_TEXT SHOWN_:
=====
Re: Database 'template1' vacuum

From: Natalie Wenz <nataliewenz(at)ebureau(dot)com>
To: pgsql-admin <pgsql-admin(at)postgresql(dot)org>
Cc: Kevin Grittner <kgrittn(at)gmail(dot)com>
Subject: Re: Database 'template1' vacuum
Date: 2016-07-26 19:36:11
Message-ID: DDFF9509-FB63-49C4-AAC8-F5813DD8B00E@ebureau.com
Views: Raw Message | Whole Thread | Download mbox | Resend email
Thread:
Lists: pgsql-admin


> On Jul 26, 2016, at 1:20 PM, Kevin Grittner <kgrittn(at)gmail(dot)com> wrote:
>
> On Tue, Jul 26, 2016 at 1:08 PM, Natalie Wenz
> <nataliewenz(at)ebureau(dot)com> wrote:
>
>> ERROR: database is not accepting commands to avoid wraparound
>> data loss in database "template1"
>>
>> This error popped up right after I restarted a database that had
>> just finished running a vacuum freeze in single user mode for the
>> postgres database (the only database we use).
=====
_DATASET ROWS_:
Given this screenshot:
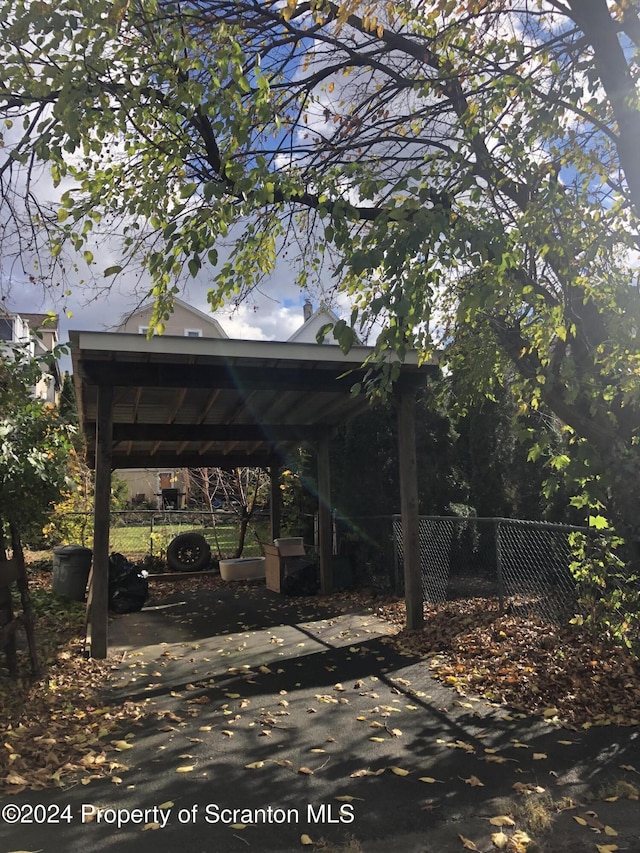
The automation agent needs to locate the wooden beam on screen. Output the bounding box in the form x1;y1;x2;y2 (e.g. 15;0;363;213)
269;463;282;542
107;447;274;470
81;358;435;394
167;388;187;424
87;385;113;658
398;393;424;630
109;422;331;442
318;435;333;595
=====
_CHALLENGES_:
1. Output the mailing-list post in full, reproducing every line of it without change.
2. Rename "wooden beam" to "wooden plank" throughout the listing and give all of its lines again with nothing else altered, leaving the pictures out.
The mailing-list post and the listing are independent of each other.

_PER-TASK ANSWERS_:
1.
Re: Database 'template1' vacuum

From: Natalie Wenz <nataliewenz(at)ebureau(dot)com>
To: pgsql-admin <pgsql-admin(at)postgresql(dot)org>
Cc: Kevin Grittner <kgrittn(at)gmail(dot)com>
Subject: Re: Database 'template1' vacuum
Date: 2016-07-26 19:36:11
Message-ID: DDFF9509-FB63-49C4-AAC8-F5813DD8B00E@ebureau.com
Views: Raw Message | Whole Thread | Download mbox | Resend email
Thread:
Lists: pgsql-admin


> On Jul 26, 2016, at 1:20 PM, Kevin Grittner <kgrittn(at)gmail(dot)com> wrote:
>
> On Tue, Jul 26, 2016 at 1:08 PM, Natalie Wenz
> <nataliewenz(at)ebureau(dot)com> wrote:
>
>> ERROR: database is not accepting commands to avoid wraparound
>> data loss in database "template1"
>>
>> This error popped up right after I restarted a database that had
>> just finished running a vacuum freeze in single user mode for the
>> postgres database (the only database we use).

2.
Given this screenshot:
The automation agent needs to locate the wooden plank on screen. Output the bounding box in the form x1;y1;x2;y2 (e.g. 15;0;363;213)
269;463;282;542
107;447;274;470
81;358;435;394
167;388;187;424
87;385;113;658
398;393;424;630
109;422;331;442
318;435;333;595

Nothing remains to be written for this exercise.